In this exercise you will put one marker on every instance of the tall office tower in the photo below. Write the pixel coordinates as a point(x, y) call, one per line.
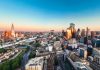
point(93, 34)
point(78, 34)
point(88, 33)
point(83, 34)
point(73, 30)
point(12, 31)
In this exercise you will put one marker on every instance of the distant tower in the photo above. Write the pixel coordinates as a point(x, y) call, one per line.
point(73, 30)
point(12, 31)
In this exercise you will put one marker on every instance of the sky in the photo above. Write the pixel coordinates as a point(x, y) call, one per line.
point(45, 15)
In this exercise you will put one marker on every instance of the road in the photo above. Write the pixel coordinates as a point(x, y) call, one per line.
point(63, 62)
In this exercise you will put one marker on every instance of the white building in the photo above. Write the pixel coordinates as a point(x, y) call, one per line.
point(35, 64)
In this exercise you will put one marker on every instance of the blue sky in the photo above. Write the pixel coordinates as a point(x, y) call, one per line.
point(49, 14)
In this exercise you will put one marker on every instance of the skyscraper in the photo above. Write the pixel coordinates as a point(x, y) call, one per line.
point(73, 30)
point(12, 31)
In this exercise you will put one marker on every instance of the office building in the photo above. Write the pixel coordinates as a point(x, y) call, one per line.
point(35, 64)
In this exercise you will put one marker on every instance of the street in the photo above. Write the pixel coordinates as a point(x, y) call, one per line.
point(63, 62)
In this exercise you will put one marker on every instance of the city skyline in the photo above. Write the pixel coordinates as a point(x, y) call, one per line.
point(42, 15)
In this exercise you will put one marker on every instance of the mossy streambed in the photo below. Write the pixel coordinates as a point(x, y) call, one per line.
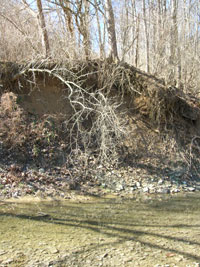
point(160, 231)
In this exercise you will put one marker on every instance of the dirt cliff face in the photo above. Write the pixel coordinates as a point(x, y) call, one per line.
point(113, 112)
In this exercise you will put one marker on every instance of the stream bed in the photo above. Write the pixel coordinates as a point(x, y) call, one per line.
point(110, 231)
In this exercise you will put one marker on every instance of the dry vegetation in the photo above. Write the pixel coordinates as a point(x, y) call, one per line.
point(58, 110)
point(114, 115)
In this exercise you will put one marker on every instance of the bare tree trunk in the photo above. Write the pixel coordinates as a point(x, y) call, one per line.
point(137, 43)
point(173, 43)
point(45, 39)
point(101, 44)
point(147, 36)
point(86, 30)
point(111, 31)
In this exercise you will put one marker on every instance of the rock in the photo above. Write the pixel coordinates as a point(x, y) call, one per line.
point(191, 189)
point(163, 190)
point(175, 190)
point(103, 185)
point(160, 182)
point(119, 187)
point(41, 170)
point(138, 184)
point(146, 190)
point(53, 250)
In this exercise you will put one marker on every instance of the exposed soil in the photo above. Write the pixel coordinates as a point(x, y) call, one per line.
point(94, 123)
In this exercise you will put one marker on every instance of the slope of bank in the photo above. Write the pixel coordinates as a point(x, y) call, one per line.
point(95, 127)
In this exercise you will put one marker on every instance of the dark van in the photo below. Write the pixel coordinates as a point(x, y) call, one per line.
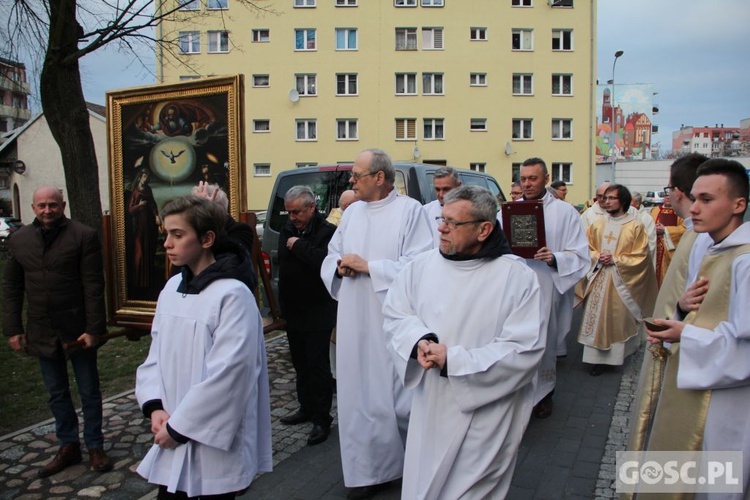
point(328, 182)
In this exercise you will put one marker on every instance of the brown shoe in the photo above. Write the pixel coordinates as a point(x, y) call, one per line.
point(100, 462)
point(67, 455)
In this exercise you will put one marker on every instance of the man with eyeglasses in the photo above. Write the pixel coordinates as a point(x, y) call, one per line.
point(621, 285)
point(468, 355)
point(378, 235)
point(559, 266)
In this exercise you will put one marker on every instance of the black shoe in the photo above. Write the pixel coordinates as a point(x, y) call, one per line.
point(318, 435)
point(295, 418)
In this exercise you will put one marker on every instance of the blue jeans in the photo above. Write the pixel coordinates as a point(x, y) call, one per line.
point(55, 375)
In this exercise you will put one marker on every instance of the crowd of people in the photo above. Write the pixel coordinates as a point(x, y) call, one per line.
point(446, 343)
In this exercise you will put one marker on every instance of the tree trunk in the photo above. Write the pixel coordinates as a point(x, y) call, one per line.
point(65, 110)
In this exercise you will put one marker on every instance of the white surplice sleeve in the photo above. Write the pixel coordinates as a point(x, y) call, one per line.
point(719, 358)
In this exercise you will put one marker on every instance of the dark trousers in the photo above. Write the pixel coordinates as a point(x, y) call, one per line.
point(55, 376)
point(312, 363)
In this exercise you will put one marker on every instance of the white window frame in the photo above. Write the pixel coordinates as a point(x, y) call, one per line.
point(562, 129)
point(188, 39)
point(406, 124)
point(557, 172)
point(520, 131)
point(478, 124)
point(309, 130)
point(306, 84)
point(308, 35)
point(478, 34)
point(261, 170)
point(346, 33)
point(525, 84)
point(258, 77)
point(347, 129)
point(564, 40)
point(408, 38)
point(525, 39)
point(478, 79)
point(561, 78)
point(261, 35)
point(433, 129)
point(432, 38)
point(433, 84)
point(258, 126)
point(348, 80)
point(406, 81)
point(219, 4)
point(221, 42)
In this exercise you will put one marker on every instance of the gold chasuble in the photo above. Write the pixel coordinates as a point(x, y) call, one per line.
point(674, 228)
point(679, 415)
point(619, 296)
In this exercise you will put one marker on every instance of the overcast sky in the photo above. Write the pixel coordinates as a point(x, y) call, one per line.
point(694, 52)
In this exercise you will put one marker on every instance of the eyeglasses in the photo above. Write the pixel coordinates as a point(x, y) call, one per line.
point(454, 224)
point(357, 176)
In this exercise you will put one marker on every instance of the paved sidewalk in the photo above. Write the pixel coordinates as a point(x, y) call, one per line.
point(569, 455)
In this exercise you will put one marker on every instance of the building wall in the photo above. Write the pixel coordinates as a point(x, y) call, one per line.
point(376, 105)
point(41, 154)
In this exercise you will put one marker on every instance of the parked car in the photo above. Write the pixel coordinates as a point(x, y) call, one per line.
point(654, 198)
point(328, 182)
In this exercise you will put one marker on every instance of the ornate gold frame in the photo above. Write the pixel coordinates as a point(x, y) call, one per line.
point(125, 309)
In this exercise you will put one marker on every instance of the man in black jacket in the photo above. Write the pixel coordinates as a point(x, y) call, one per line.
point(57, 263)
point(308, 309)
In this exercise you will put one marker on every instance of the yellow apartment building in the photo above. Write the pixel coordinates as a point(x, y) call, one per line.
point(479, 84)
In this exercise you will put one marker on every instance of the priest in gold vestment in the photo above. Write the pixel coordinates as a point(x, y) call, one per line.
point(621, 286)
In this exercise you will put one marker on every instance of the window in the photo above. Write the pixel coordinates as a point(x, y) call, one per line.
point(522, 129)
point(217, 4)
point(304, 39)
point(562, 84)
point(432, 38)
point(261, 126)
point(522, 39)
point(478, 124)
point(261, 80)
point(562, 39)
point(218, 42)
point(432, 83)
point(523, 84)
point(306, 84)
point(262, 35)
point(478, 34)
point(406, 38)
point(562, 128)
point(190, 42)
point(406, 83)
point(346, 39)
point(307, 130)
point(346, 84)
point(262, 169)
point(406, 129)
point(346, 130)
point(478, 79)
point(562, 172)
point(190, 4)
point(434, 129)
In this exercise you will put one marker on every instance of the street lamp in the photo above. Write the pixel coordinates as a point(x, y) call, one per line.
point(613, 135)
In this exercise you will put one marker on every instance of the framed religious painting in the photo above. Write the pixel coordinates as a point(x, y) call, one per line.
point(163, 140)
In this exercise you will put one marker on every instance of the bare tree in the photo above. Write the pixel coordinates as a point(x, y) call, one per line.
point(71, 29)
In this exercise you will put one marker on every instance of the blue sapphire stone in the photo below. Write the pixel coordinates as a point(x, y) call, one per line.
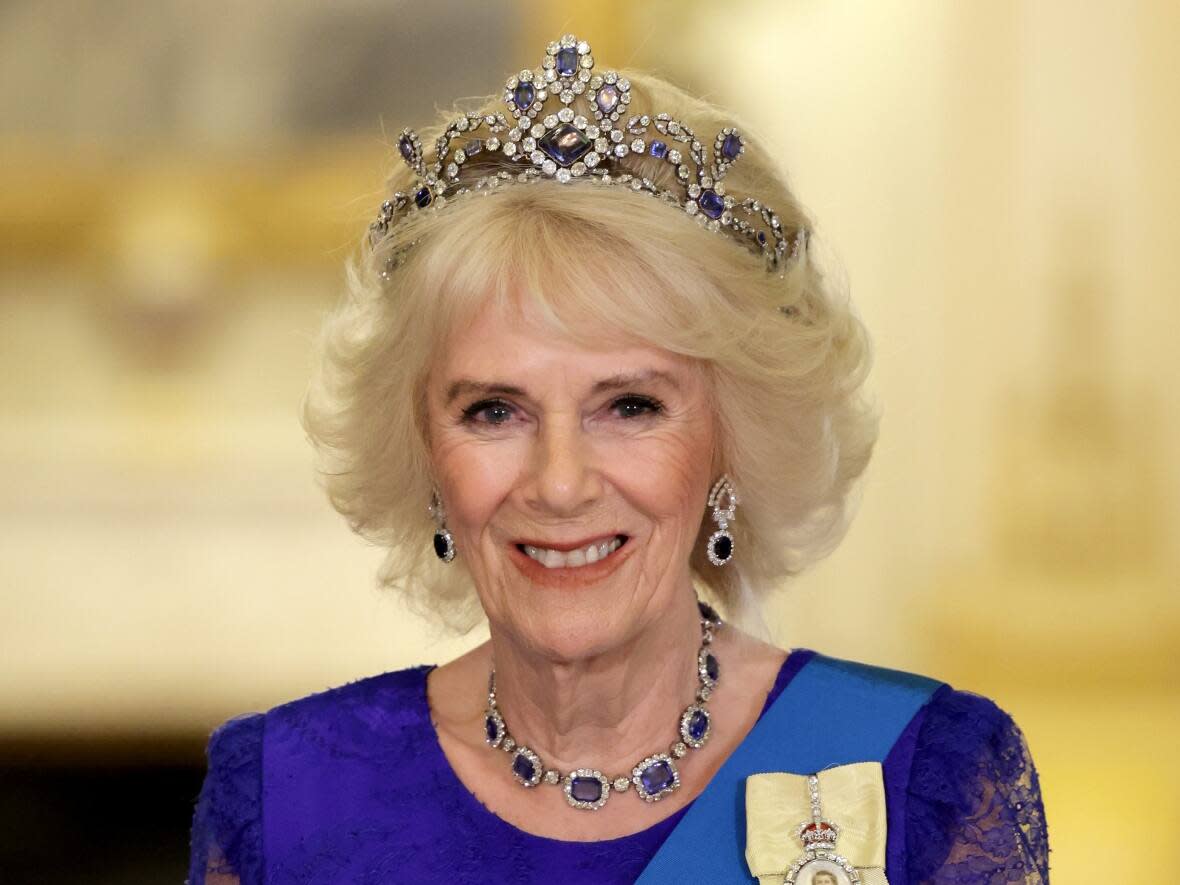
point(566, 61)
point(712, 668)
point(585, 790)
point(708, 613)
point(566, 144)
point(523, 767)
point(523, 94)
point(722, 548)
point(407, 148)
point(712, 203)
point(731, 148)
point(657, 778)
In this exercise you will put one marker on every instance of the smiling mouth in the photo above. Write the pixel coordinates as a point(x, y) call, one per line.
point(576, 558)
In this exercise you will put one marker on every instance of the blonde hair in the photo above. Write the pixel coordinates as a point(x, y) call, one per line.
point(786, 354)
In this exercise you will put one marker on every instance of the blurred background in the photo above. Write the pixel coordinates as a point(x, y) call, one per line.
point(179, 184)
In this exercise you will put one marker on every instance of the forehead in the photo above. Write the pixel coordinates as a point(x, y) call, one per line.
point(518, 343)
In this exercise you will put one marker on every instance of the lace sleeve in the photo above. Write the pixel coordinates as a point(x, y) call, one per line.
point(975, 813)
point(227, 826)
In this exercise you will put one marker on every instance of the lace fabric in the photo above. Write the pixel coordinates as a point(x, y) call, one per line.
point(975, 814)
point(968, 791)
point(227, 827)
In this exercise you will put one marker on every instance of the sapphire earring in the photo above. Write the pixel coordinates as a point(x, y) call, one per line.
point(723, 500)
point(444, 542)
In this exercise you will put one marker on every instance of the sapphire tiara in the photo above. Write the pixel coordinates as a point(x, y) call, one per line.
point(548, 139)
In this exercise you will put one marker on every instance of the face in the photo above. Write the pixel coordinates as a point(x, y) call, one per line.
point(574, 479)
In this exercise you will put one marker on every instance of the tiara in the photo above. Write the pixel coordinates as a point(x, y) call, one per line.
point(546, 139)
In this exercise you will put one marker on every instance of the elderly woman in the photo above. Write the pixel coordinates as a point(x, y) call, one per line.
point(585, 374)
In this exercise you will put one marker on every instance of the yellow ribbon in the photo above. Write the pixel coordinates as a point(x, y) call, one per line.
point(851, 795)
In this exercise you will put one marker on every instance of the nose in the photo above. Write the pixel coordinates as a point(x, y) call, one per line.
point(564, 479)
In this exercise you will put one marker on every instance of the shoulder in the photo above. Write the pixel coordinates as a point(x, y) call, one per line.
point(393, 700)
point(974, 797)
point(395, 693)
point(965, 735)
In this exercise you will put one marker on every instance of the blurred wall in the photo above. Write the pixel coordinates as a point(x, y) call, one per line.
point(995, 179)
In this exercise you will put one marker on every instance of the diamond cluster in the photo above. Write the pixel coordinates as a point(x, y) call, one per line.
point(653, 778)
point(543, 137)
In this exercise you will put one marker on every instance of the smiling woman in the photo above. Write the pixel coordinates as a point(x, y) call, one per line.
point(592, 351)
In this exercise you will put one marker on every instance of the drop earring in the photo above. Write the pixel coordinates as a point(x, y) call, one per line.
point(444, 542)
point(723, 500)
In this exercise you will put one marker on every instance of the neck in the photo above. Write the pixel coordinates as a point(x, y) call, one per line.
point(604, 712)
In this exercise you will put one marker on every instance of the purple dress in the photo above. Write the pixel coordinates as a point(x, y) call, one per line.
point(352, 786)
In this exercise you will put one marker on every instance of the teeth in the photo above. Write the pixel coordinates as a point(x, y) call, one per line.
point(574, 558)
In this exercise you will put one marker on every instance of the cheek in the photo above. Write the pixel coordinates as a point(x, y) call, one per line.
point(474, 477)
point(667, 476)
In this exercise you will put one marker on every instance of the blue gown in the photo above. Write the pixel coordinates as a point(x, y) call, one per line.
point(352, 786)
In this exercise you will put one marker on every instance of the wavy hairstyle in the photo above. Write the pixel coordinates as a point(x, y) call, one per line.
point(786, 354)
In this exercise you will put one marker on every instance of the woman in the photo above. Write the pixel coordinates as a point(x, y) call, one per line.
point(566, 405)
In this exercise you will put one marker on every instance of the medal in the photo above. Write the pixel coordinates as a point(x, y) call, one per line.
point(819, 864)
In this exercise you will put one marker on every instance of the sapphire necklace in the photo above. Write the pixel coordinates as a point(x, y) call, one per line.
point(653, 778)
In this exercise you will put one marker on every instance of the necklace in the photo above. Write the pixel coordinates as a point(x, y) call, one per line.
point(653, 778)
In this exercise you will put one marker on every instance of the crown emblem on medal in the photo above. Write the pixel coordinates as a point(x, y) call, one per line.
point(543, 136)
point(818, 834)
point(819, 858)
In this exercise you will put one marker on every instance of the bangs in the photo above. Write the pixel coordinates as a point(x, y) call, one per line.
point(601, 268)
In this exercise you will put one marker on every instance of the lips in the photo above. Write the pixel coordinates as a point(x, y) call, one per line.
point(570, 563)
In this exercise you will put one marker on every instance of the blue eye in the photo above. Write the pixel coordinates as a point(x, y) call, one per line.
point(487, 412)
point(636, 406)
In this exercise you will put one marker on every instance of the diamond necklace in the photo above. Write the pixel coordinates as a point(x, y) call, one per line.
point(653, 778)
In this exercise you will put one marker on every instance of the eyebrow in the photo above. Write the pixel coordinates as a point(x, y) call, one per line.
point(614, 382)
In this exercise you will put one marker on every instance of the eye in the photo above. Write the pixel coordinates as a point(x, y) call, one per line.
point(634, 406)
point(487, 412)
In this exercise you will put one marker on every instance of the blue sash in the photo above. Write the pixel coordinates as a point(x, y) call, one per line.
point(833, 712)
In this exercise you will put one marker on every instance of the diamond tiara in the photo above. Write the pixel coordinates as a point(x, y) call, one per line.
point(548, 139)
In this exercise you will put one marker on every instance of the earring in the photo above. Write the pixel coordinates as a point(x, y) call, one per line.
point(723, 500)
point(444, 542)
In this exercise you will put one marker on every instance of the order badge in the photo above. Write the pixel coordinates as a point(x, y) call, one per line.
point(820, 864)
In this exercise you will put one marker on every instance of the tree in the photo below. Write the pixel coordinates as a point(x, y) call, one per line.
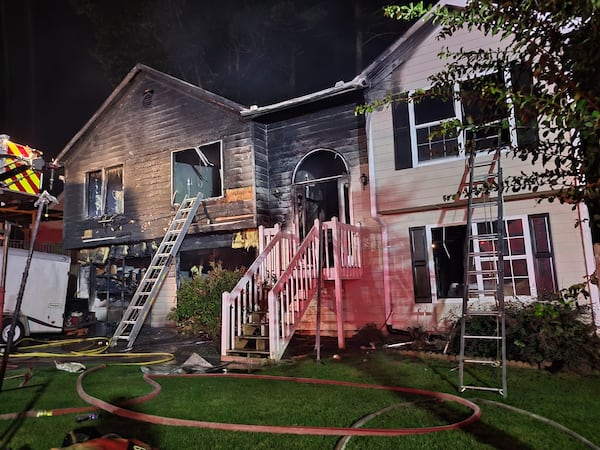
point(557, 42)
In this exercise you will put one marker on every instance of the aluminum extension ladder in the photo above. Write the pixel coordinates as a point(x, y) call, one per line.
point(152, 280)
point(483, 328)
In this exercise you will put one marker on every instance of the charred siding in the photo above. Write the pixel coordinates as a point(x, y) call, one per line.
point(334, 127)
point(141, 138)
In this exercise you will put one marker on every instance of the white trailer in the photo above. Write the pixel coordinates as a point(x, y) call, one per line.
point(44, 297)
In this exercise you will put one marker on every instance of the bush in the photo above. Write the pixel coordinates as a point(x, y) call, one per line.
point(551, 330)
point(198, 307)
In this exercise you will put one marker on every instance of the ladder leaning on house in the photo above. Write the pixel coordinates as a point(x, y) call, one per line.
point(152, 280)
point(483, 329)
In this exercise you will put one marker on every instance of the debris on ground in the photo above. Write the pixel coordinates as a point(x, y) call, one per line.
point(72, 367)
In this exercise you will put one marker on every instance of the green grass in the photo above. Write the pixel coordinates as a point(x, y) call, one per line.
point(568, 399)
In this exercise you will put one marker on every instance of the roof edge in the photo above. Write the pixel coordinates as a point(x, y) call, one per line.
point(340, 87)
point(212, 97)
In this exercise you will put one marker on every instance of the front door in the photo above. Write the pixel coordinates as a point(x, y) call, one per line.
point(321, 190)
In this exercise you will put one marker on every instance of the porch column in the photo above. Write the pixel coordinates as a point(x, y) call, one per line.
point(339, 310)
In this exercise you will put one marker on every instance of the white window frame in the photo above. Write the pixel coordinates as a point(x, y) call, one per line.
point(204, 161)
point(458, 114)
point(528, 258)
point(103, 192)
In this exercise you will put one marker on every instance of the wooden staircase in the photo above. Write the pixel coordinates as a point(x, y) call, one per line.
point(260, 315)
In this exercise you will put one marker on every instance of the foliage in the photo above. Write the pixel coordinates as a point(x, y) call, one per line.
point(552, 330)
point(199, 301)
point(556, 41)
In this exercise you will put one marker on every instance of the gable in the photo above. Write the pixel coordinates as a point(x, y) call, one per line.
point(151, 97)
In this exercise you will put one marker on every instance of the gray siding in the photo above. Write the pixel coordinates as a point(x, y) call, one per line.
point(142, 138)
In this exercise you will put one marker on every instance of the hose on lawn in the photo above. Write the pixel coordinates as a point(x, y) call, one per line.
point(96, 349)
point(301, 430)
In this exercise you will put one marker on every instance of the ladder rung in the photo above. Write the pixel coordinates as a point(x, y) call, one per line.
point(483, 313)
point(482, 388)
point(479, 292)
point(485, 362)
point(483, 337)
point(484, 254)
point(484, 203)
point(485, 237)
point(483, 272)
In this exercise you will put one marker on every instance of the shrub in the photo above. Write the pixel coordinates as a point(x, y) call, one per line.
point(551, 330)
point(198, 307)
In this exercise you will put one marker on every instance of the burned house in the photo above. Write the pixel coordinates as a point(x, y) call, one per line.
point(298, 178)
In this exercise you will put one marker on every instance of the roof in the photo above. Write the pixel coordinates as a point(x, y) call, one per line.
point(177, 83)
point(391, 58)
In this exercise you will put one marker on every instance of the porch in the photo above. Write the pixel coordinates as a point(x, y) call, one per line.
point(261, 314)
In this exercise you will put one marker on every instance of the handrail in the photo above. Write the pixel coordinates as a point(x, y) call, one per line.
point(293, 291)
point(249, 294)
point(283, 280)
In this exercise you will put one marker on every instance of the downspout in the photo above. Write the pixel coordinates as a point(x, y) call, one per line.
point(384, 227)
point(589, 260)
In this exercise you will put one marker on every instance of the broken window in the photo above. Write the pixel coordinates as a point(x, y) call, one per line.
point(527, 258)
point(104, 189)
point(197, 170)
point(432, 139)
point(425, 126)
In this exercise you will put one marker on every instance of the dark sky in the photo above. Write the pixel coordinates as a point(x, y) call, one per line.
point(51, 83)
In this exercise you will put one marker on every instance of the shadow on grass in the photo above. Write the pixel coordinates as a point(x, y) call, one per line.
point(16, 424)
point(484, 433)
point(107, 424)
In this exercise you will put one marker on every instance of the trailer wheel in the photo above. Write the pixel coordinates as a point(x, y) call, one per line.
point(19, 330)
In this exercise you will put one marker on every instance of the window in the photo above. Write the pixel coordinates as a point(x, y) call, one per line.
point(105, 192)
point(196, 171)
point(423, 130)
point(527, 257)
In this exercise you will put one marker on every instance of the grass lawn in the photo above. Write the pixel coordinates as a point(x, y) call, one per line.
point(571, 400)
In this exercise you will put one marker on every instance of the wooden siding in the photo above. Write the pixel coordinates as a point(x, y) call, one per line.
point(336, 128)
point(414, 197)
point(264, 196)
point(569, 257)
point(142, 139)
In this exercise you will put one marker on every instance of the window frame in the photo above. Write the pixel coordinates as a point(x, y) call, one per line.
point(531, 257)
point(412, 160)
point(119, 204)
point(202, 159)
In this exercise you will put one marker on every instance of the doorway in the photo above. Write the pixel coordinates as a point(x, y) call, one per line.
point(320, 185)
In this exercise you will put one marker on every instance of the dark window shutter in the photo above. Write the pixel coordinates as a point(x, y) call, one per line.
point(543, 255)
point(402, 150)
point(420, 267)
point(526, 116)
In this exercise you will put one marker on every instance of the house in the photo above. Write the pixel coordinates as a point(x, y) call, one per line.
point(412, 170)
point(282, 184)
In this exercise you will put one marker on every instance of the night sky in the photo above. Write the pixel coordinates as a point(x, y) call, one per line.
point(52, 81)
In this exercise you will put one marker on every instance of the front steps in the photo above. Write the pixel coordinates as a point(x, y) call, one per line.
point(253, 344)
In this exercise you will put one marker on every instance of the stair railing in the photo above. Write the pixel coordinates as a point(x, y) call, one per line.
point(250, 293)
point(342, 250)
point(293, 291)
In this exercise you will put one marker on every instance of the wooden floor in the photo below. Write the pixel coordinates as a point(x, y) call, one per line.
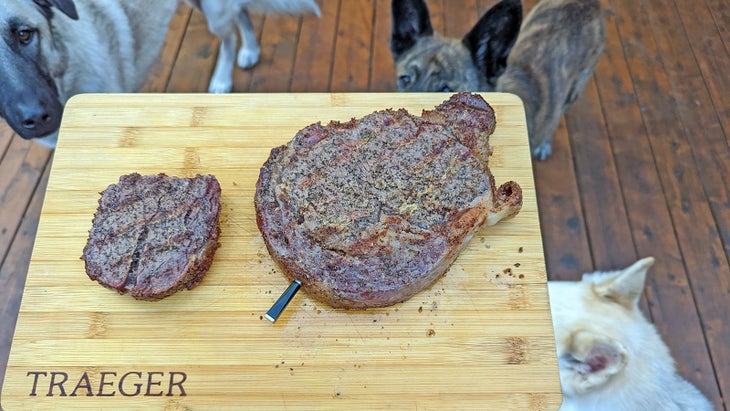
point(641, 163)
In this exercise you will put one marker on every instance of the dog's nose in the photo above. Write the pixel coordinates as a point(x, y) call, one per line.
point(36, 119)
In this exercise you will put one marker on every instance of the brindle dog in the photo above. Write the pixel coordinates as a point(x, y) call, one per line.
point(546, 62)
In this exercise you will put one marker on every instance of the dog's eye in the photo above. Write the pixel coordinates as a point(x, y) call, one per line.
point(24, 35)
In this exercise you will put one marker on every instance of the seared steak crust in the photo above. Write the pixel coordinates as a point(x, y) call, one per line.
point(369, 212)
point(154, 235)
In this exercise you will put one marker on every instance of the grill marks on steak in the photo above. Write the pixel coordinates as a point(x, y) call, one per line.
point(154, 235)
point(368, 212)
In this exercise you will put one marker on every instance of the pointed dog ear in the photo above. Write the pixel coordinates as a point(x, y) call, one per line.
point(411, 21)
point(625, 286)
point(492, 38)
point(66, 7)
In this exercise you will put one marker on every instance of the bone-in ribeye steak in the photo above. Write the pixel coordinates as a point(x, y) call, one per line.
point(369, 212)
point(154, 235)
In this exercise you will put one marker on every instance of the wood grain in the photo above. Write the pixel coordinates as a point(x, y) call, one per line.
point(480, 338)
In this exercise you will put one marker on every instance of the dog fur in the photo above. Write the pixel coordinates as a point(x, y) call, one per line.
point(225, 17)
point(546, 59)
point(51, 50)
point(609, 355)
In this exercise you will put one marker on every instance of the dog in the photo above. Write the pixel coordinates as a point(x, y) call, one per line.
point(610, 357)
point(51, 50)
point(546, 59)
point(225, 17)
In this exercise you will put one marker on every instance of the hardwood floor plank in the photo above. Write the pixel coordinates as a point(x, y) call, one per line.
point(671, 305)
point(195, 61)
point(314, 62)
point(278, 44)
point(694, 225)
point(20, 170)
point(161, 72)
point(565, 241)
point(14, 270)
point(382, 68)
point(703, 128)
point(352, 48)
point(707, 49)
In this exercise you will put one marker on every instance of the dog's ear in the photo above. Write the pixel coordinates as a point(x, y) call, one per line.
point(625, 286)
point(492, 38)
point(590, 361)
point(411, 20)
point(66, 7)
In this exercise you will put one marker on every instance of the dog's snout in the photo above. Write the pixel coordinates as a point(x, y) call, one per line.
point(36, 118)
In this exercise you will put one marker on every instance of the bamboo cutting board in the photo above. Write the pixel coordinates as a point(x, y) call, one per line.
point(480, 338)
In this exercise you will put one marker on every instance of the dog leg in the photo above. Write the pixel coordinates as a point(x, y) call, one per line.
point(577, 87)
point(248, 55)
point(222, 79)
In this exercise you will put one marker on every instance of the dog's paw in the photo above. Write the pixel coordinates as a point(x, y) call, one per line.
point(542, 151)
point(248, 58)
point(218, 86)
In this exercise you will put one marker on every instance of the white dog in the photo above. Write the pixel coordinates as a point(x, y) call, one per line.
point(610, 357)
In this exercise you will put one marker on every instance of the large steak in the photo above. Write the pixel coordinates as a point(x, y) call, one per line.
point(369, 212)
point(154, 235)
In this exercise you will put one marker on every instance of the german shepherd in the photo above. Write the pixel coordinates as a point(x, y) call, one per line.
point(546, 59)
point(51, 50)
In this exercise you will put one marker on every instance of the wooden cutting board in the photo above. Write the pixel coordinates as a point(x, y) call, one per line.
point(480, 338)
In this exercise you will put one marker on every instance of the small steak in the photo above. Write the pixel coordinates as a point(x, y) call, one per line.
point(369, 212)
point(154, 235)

..............................

Copy out only the part of the rows that opens with the line containing "of the mossy" and closes with the line containing "point(160, 231)". In that copy, replace "streambed" with "creek bed", keep everything else unchanged, and leave the pictures out.

SOLVED EXERCISE —
In this exercise you will put one marker on every instance of the mossy creek bed in the photo below. Write the pixel coordinates as a point(x, y) call, one per line.
point(160, 231)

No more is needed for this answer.